▶ _Given information_
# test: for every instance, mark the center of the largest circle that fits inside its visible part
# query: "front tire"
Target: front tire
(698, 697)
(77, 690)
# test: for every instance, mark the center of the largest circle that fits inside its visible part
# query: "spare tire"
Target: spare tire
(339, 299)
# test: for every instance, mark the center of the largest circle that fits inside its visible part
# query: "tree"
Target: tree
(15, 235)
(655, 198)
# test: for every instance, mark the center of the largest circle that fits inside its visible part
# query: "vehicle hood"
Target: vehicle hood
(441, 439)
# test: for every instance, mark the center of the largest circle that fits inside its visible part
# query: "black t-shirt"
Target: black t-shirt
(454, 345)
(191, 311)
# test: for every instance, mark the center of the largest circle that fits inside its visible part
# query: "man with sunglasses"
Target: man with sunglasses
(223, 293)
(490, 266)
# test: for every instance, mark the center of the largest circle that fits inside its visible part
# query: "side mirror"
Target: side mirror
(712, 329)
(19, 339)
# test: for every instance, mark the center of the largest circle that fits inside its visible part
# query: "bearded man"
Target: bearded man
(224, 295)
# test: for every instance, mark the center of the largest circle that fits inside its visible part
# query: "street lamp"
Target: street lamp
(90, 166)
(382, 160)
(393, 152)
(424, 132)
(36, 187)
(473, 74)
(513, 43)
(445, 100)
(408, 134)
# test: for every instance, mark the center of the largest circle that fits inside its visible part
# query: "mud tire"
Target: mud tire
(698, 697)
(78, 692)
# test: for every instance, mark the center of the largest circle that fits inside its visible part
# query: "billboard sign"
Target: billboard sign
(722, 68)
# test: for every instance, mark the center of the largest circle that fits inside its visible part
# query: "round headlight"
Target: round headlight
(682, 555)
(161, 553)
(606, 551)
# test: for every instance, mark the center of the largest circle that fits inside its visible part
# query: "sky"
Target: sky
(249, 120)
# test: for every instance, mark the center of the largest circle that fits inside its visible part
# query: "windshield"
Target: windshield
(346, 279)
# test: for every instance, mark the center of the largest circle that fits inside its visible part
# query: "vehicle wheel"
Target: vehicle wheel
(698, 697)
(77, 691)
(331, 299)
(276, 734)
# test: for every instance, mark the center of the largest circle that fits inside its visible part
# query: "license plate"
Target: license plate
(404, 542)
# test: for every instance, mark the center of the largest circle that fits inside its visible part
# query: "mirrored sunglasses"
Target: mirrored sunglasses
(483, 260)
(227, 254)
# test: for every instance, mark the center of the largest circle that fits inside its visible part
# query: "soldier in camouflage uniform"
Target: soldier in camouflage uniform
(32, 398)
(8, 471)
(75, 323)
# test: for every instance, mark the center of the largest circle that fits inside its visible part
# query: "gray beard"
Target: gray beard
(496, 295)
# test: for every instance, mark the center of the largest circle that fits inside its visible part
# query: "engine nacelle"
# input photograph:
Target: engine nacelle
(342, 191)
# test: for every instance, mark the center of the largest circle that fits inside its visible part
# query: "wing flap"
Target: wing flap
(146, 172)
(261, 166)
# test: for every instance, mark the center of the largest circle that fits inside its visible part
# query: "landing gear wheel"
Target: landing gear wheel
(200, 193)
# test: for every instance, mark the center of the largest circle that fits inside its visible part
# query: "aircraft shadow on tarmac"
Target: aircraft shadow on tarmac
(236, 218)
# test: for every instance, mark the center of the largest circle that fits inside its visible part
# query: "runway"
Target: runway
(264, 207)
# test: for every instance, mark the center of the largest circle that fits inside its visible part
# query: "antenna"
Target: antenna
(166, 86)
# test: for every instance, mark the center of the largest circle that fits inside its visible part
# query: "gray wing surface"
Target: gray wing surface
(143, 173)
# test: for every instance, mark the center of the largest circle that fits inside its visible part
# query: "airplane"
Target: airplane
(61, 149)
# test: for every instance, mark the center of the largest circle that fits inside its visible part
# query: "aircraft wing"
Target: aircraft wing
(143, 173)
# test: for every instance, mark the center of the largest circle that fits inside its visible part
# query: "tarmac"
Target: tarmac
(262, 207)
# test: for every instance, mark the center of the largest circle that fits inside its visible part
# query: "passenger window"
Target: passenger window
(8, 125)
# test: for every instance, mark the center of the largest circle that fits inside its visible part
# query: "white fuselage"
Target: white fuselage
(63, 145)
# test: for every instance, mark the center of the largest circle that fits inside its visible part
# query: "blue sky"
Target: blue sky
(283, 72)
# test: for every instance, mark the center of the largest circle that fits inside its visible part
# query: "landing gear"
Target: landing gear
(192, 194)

▶ _Work to be completed_
Which lines in the items above contain the string "gear"? List each one in full, treating uppercase and lowercase as different.

▶ _Final answer_
# query: "landing gear wheel"
Target: landing gear wheel
# query: "landing gear"
Target: landing gear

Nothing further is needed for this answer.